How many lines of the data contain the string "clicks"? Case counts, and reply with the number only.

Data taken from a collection:
··········
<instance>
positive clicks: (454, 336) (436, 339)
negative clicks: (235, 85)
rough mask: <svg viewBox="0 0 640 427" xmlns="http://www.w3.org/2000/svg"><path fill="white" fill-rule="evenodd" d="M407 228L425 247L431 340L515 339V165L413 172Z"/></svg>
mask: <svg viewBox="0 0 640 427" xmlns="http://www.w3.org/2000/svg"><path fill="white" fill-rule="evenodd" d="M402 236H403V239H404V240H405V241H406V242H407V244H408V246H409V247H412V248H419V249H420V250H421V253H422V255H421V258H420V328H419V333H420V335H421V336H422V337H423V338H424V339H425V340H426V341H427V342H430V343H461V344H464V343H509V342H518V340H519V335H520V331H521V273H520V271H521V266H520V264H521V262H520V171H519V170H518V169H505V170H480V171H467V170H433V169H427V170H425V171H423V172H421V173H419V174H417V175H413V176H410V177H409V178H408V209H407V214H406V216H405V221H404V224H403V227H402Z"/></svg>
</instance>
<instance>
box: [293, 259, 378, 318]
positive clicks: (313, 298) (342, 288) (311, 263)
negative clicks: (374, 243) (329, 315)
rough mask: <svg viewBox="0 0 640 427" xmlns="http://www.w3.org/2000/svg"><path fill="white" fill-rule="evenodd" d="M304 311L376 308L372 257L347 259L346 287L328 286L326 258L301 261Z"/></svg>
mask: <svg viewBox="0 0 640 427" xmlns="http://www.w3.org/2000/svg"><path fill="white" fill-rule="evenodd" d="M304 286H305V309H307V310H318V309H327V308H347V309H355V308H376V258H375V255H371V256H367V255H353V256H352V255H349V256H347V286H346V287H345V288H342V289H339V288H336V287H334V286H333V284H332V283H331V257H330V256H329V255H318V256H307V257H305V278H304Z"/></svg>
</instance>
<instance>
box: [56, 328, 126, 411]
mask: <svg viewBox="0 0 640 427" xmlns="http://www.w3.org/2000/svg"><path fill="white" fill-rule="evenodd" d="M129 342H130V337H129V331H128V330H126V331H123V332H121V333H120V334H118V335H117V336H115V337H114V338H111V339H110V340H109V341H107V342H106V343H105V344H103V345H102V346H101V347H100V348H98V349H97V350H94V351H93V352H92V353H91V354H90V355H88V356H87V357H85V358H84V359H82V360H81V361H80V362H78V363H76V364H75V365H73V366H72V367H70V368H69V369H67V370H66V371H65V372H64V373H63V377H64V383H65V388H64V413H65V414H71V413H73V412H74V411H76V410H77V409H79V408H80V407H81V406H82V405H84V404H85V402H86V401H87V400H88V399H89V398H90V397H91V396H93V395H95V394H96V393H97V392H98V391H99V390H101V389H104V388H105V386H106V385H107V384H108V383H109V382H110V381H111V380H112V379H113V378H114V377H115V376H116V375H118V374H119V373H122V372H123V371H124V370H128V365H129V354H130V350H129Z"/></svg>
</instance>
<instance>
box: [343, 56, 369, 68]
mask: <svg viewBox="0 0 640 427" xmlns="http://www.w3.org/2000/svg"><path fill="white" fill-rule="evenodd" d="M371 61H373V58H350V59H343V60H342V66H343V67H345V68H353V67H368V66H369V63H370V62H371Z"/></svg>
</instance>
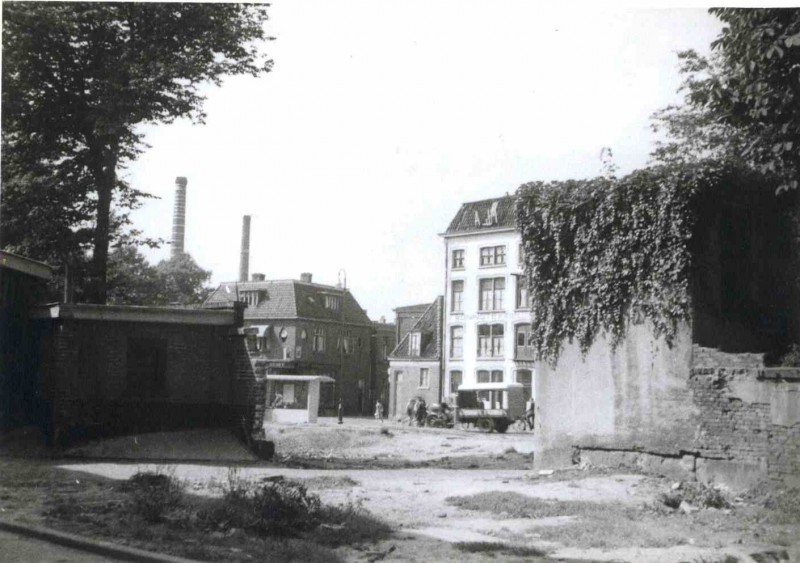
··········
ANSWER
4